## What you have to do
The reply to the records below should contain exactly the lines from the line with "Target: wooden wall panel" through the line with "wanted | a pin on every instance of the hanging pendant", and nothing besides.

Records for the exercise: Begin

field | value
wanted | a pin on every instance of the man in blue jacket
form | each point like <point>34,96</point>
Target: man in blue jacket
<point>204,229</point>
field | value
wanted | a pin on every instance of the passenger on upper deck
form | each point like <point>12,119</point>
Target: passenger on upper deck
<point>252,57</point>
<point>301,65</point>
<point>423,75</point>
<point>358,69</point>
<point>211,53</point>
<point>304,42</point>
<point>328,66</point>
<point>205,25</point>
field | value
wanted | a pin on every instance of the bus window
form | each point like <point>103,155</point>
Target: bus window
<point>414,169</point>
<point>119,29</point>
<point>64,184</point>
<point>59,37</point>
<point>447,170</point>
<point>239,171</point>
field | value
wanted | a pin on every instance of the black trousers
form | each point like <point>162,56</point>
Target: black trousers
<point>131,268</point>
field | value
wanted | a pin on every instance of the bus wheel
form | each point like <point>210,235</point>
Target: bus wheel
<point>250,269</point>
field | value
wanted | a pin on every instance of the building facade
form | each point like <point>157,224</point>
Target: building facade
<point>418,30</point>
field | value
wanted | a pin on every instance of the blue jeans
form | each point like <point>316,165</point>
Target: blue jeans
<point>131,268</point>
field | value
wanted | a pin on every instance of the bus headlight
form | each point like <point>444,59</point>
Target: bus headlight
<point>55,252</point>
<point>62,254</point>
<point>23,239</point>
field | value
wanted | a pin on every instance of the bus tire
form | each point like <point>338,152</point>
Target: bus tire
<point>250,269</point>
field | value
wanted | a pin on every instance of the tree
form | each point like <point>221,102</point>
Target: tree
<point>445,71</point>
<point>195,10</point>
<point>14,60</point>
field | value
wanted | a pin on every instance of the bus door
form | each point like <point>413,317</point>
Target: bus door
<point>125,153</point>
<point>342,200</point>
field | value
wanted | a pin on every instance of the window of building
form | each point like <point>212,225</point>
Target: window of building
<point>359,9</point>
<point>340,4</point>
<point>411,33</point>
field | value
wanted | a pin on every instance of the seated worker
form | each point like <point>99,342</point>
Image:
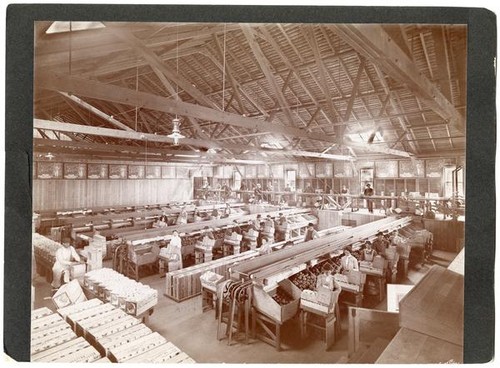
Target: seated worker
<point>164,218</point>
<point>258,193</point>
<point>311,233</point>
<point>182,219</point>
<point>227,211</point>
<point>215,214</point>
<point>265,248</point>
<point>380,244</point>
<point>368,253</point>
<point>64,257</point>
<point>197,216</point>
<point>325,279</point>
<point>348,262</point>
<point>173,252</point>
<point>251,225</point>
<point>268,222</point>
<point>236,227</point>
<point>395,238</point>
<point>207,232</point>
<point>226,191</point>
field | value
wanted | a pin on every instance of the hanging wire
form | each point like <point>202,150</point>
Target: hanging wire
<point>136,90</point>
<point>70,47</point>
<point>177,62</point>
<point>146,160</point>
<point>224,69</point>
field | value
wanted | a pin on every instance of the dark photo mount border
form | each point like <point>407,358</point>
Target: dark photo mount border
<point>480,137</point>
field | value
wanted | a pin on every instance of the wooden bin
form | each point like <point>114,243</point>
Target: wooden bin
<point>265,304</point>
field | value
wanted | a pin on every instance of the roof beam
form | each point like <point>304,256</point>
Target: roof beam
<point>229,73</point>
<point>443,66</point>
<point>355,88</point>
<point>311,37</point>
<point>85,147</point>
<point>115,133</point>
<point>372,148</point>
<point>264,66</point>
<point>121,134</point>
<point>127,96</point>
<point>373,42</point>
<point>155,61</point>
<point>96,111</point>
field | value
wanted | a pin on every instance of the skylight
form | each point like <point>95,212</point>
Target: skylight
<point>60,27</point>
<point>363,137</point>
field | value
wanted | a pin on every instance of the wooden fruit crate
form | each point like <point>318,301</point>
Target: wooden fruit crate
<point>136,347</point>
<point>263,301</point>
<point>160,354</point>
<point>75,308</point>
<point>52,353</point>
<point>122,337</point>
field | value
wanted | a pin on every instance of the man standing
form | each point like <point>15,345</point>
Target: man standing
<point>368,193</point>
<point>61,267</point>
<point>348,261</point>
<point>311,233</point>
<point>380,244</point>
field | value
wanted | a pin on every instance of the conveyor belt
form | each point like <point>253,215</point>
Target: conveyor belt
<point>264,267</point>
<point>153,234</point>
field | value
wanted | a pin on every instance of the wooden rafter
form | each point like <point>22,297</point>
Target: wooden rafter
<point>94,110</point>
<point>372,42</point>
<point>136,98</point>
<point>266,69</point>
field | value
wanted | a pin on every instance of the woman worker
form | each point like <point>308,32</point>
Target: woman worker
<point>61,267</point>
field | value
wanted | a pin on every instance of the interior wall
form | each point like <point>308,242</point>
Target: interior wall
<point>69,194</point>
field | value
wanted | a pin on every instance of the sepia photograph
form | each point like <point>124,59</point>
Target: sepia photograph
<point>248,192</point>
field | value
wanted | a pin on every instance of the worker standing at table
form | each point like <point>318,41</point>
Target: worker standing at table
<point>258,193</point>
<point>326,280</point>
<point>265,248</point>
<point>182,219</point>
<point>311,233</point>
<point>64,256</point>
<point>226,191</point>
<point>348,261</point>
<point>270,195</point>
<point>227,211</point>
<point>368,192</point>
<point>368,253</point>
<point>172,253</point>
<point>380,244</point>
<point>343,198</point>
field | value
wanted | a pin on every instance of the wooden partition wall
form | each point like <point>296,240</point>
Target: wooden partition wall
<point>62,194</point>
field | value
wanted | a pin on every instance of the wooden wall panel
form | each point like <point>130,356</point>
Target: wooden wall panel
<point>68,194</point>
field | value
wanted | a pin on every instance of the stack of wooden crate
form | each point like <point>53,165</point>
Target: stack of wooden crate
<point>118,336</point>
<point>129,295</point>
<point>53,340</point>
<point>184,284</point>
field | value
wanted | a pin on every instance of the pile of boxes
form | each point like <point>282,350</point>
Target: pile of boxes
<point>129,295</point>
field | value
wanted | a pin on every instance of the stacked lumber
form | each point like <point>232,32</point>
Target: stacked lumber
<point>45,254</point>
<point>149,235</point>
<point>53,340</point>
<point>118,336</point>
<point>272,268</point>
<point>131,296</point>
<point>185,283</point>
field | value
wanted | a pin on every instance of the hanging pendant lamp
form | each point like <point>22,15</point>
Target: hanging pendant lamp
<point>176,132</point>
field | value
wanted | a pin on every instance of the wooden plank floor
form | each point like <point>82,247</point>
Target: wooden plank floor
<point>411,347</point>
<point>435,306</point>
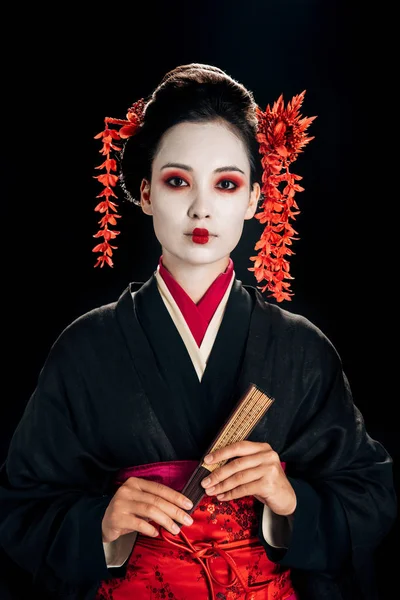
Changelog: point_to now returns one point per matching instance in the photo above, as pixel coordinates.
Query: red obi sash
(218, 557)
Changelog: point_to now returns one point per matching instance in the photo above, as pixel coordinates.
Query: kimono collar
(198, 316)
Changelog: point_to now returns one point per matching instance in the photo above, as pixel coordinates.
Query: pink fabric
(221, 551)
(173, 474)
(198, 316)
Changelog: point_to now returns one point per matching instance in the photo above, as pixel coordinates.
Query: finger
(237, 481)
(247, 489)
(241, 448)
(234, 466)
(128, 522)
(159, 490)
(166, 516)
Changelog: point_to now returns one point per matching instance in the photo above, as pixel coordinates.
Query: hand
(138, 501)
(255, 470)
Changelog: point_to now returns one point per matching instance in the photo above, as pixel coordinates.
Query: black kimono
(119, 389)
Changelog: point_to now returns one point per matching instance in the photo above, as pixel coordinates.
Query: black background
(65, 69)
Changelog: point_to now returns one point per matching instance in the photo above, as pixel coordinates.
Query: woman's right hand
(138, 501)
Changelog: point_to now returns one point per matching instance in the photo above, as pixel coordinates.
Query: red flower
(281, 136)
(109, 179)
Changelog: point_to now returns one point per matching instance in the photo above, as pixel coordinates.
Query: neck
(194, 279)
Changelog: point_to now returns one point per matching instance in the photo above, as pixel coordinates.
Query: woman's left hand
(255, 470)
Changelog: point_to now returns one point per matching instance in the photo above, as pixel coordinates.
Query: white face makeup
(200, 179)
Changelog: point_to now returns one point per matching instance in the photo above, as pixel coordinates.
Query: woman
(133, 394)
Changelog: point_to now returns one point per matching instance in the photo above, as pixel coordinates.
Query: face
(200, 180)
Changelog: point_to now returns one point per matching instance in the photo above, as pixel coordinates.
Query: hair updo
(197, 93)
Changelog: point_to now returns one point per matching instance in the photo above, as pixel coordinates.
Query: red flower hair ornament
(282, 135)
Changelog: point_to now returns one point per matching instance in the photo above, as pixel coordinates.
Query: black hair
(197, 93)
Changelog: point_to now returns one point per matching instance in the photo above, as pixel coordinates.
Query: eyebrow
(188, 168)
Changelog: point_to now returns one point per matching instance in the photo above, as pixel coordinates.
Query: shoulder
(96, 327)
(296, 330)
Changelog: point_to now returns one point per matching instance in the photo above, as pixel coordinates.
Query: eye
(227, 184)
(178, 182)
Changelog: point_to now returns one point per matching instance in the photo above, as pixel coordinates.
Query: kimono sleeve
(342, 477)
(53, 486)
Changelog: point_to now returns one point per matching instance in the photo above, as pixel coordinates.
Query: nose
(200, 208)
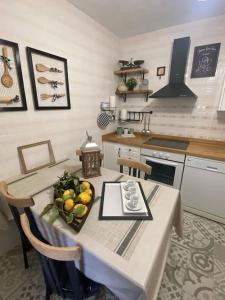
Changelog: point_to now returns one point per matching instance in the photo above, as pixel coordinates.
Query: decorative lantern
(91, 158)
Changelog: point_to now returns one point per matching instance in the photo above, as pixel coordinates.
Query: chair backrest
(135, 167)
(56, 253)
(13, 201)
(60, 273)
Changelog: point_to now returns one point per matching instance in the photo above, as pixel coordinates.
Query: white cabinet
(112, 151)
(202, 190)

Records for the exercise: End

## Answer
Target: wooden wall panel
<point>68,194</point>
field | value
wanted | a pin on every instance of the stack of wooden crate
form | each point like <point>53,165</point>
Target: stack of wooden crate
<point>118,336</point>
<point>129,295</point>
<point>53,340</point>
<point>184,284</point>
field | value
wanted | a pin on every instance of the pile of boxes
form | each point like <point>282,350</point>
Target: pile of boxes
<point>129,295</point>
field | value
wanted | a pin on every instance of the stacked lumber
form | each point like <point>232,32</point>
Target: stacked lumber
<point>45,254</point>
<point>149,235</point>
<point>53,340</point>
<point>118,336</point>
<point>272,268</point>
<point>131,296</point>
<point>185,283</point>
field | value
wanted | a pin on every instance of the hanging pendant lamp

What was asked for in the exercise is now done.